**Document section**

## Start

Allstate Insurance Company v. Papanek
Filing
114
ORDER DENYING ALLSTATE INSURANCE COMPANYS MOTION FOR LEAVE TO FILE EXHIBITS UNDER SEAL (DOC. 113 ) WITHOUT PREJUDICE- Accordingly, based upon all of the foregoing, Allstates motion is DENIED, but WITHOUT PREJUDICE to refiling.IT IS SO ORDERED. Signed by Magistrate Judge Michael J. Newman on 11/16/17. (kma)
UNITED STATES DISTRICT COURT
SOUTHERN DISTRICT OF OHIO
WESTERN DIVISION AT DAYTON
ALLSTATE INSURANCE COMPANY,
Plaintiff,
Case No. 3:15-cv-240
vs.
MELISSA PAPANEK, et al.,
Magistrate Judge Michael J. Newman
(Consent Case)
Defendants.
______________________________________________________________________________
ORDER DENYING ALLSTATE INSURANCE COMPANY’S MOTION FOR LEAVE
TO FILE EXHIBITS UNDER SEAL (DOC. 113) WITHOUT PREJUDICE
______________________________________________________________________________
This civil case is before the Court on Allstate Insurance Company’s unopposed motion
for leave to file exhibits under seal. Doc. 113. Having failed to meet the heavy burden required
for the sealing of Court records from public view, Allstate’s motion is DENIED, but
WITHOUT PREJUDICE to refiling a more detailed motion supported by legal citations.
The Sixth Circuit “recently clarified the ‘stark difference’ between court orders entered to
preserve the secrecy of proprietary information while the parties trade discovery, and the sealing
of the court’s docket and filings[.]” Rudd Equip. Co., Inc. v. John Deere Constr. & Forestry Co.,
834 F.3d 589, 593–94 (6th Cir. 2016). While “[s]ecrecy is acceptable at the discovery stage[,]”
Wausau Underwriters Ins. Co. v. Reliable Transp. Specialists, Inc., No. 15-12954, 2016 WL
6134480, at *2 (E.D. Mich. Oct. 21, 2016), “very different considerations apply” when parties
seek to file “material in the court record.” Rudd Equip., 834 F.3d at 593 (citing Shane Grp. v.
Blue Cross Blue Shield of Mich.., 825 F.3d 299, 305 (6th Cir. 2016)).

## End

Revise the passage of the order between "Defendants." and "by legal citations.", inclusive, so that "heavy burden" reads "substantial burden". Give the revised passage in full.

Point annotation dataset records:

## Start

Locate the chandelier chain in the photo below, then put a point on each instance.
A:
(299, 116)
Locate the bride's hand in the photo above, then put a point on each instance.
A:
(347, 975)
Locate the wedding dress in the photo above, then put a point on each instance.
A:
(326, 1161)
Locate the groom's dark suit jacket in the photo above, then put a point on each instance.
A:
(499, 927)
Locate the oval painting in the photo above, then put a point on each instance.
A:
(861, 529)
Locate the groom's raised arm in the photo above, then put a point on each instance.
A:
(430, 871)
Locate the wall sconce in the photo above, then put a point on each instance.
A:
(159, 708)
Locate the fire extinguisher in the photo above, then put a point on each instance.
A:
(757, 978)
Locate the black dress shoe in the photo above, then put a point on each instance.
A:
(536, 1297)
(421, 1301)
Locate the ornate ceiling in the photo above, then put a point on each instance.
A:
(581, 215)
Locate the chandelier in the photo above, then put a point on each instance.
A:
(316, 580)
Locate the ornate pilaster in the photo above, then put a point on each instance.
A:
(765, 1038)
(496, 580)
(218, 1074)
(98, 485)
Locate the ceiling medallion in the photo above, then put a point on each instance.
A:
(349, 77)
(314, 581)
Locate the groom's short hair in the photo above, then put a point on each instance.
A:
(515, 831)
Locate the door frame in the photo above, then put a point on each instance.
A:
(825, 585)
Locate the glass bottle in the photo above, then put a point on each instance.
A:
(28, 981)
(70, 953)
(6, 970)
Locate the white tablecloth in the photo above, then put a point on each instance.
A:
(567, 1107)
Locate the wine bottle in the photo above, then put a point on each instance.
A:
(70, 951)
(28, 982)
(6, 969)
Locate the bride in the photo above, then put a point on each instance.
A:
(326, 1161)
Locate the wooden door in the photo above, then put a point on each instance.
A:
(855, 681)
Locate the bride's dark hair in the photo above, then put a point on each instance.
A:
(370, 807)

## End

**Response**
Defendants.
______________________________________________________________________________
ORDER DENYING ALLSTATE INSURANCE COMPANY’S MOTION FOR LEAVE
TO FILE EXHIBITS UNDER SEAL (DOC. 113) WITHOUT PREJUDICE
______________________________________________________________________________
This civil case is before the Court on Allstate Insurance Company’s unopposed motion
for leave to file exhibits under seal. Doc. 113. Having failed to meet the substantial burden required
for the sealing of Court records from public view, Allstate’s motion is DENIED, but
WITHOUT PREJUDICE to refiling a more detailed motion supported by legal citations.